* Aim
Without the pictures, write out all the lines below exactly as they appear.

---- Task inputs

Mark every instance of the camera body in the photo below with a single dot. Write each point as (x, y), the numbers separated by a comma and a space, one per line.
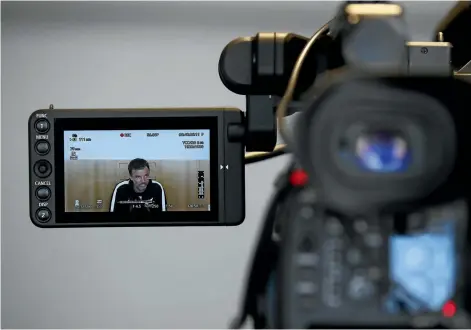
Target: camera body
(369, 226)
(79, 165)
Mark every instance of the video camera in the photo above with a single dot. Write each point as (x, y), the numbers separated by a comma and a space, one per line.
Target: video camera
(369, 223)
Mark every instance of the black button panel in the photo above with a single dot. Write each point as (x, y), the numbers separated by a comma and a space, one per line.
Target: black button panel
(42, 147)
(43, 168)
(43, 214)
(41, 162)
(43, 193)
(42, 126)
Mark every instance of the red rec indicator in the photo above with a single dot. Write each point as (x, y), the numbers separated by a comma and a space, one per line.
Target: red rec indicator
(449, 309)
(298, 178)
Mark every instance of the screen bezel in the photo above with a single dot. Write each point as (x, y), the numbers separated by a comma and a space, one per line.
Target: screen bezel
(150, 123)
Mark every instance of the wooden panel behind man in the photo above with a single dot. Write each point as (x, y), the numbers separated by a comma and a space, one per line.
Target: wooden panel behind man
(91, 180)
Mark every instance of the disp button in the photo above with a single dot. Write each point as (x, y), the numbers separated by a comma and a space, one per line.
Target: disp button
(43, 214)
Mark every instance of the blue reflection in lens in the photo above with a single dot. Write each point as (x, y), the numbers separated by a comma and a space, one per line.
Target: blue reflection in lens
(382, 152)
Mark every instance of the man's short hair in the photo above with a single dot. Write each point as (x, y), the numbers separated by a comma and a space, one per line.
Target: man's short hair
(137, 164)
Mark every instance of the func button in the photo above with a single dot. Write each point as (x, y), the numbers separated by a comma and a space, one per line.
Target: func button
(42, 168)
(42, 147)
(43, 214)
(43, 193)
(42, 126)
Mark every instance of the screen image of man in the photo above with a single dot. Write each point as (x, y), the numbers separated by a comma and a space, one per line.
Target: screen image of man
(139, 194)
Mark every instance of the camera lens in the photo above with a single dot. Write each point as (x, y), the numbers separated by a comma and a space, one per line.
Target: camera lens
(382, 152)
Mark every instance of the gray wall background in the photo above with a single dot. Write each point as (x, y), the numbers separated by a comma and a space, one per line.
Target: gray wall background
(118, 54)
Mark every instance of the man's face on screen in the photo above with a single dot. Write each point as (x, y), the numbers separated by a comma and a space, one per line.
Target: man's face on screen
(140, 178)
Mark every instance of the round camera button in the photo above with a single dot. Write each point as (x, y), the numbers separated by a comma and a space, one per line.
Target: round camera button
(42, 147)
(42, 126)
(43, 214)
(43, 193)
(42, 168)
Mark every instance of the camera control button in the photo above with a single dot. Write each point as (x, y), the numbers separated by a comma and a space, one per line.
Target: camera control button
(42, 126)
(42, 147)
(43, 193)
(42, 168)
(43, 215)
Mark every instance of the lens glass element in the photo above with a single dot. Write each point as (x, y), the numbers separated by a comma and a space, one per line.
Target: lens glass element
(382, 152)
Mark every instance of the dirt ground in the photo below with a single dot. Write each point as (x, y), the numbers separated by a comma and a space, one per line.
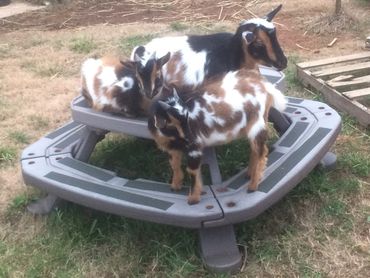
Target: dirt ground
(305, 28)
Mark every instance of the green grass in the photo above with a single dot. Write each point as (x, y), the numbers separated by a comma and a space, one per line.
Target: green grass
(7, 156)
(178, 26)
(74, 238)
(44, 70)
(82, 45)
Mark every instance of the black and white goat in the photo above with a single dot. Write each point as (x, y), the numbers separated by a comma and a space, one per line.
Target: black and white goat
(231, 106)
(195, 59)
(110, 85)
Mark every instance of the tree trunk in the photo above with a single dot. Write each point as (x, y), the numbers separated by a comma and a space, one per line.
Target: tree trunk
(338, 6)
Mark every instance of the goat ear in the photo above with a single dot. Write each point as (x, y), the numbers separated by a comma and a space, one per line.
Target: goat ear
(163, 60)
(165, 106)
(248, 36)
(159, 122)
(137, 58)
(271, 14)
(138, 52)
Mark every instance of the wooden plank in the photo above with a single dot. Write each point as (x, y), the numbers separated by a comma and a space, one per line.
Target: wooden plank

--------

* Task output
Mark every instance of the camera body in the photo below with a single dot. Write each point as (x, y), the numbers separated by a comma and a space, one per line.
Target: camera body
(369, 226)
(79, 165)
Mark every instance of the video camera in the photo above with a single dot. Write each point as (x, y), the numbers separated by a comma and a space, one per line.
Target: video camera
(369, 223)
Mark every instance of the black button panel in the photo above with a single dot. Write each point as (x, y), the numbers separated by a comma and a space, one per line.
Target: black button panel
(42, 147)
(43, 168)
(43, 214)
(41, 162)
(43, 193)
(42, 126)
Mark every instance of the red rec indicator in the photo above with a single dot. Write each point as (x, y), the numbers separated by a comma and a space, one per line.
Target: red rec indicator
(449, 309)
(298, 178)
Mark every instance of the screen bezel in the photo above with a single dot. Write each point as (x, y), the numbers separated by a comma and a space, one per line.
Target: screen bezel
(150, 123)
Mark every instance of the wooden panel behind man in the photo above with a single dot. Write each point as (x, y), the numbers separated by a comma and a space, one per line.
Target: wooden panel behind man
(91, 180)
Mark every instance of the disp button in the photo above with a single dot. Write each point as (x, y), the numbers separated by a comma and a space, one per line.
Target: disp button
(43, 214)
Mark every instance of the blue reflection in lens in the photo above with a single dot. Write each point as (x, y), the numbers separated by a comma and a space, one per line.
Target: blue reflection in lens
(382, 152)
Mark every instance of the man's short hair in the photo above with a single dot. Write each point as (x, y), the numbers separated by a comma and a space, one per line.
Target: man's short hair
(137, 164)
Mark every instance of the func button in the photo above with a single dot. Write each point as (x, y), the numbers separated by a comma and a space, one per line.
Target: func button
(42, 168)
(42, 147)
(43, 214)
(43, 193)
(42, 126)
Mark every instance of the screen image of man in the photo above with a single dot. Write each point as (x, y), the numbers separated by a comma and a space, one per line.
Target: screen image of man
(139, 194)
Mark every instance of the camera lens in the photo above with a single dot. Write each point as (x, y), the numbers separated by a comma and a space, one per line.
Target: camera lens
(382, 152)
Mark every instance of the gray wall background in the photo above with a single dot. Write each point as (x, y), the numbers separated by a comma and a space, one per line.
Target: gray wall background
(118, 54)
Mark every instance of the man's face on screen in the photo above with a single dot. Write each point as (x, y), the numbers separated by a comma and a space, one per line.
Target: man's face on screen
(140, 178)
Mark every instance of the round camera button in the photo above with a single dot. Write each point as (x, y), the numbers separated by a comma and a space, one per line.
Target: round camera button
(42, 147)
(42, 126)
(43, 214)
(43, 193)
(42, 168)
Mark every instance of the camera control button in the photo above with a single dot. Write each point as (x, y), the numbers separated by a comma and a space, one per line.
Target: camera control button
(42, 126)
(42, 147)
(43, 193)
(42, 168)
(43, 215)
Mark every instance of the lens glass element in the photo above with a single dot. Write each point as (x, y), the numbers separated by a comma and a space, one per line.
Target: lens glass element
(382, 152)
Mark every instance of the dirt ground in the photo below with a single dot. Write each point as (x, y), the numbers separated by a comma and a space, one per line.
Target: dirt ground
(305, 28)
Mark every instance of the green grass in the photo above with a single dot. Write each point as (x, y), the numbers separated by a comma and a space, one per line.
Target: green grass
(7, 156)
(178, 26)
(74, 238)
(44, 70)
(82, 45)
Mark every instance of the black and white goat in the photo above with a single dot. Write each point as (x, y), the numbers separated by a comma and a space, one per line.
Target: black and white goat
(231, 106)
(195, 59)
(110, 85)
Mark every instance of the tree trunk in the photo above with a single dot. Write each point as (x, y), the numbers separated by a comma and a space, one per line.
Target: tree trunk
(338, 6)
Mark every instance of the goat ear in the photo above with a single dot. Write each point as (x, y), the numbers separated by a comma and a space, one per line.
Target: goat ear
(163, 60)
(165, 106)
(248, 36)
(159, 122)
(137, 58)
(271, 14)
(138, 52)
Mark every instance of the wooden plank in the photo above with a single dot. Write each point as (x, y), the numbers separated by a comma and a space, one per line.
Target: wooden plank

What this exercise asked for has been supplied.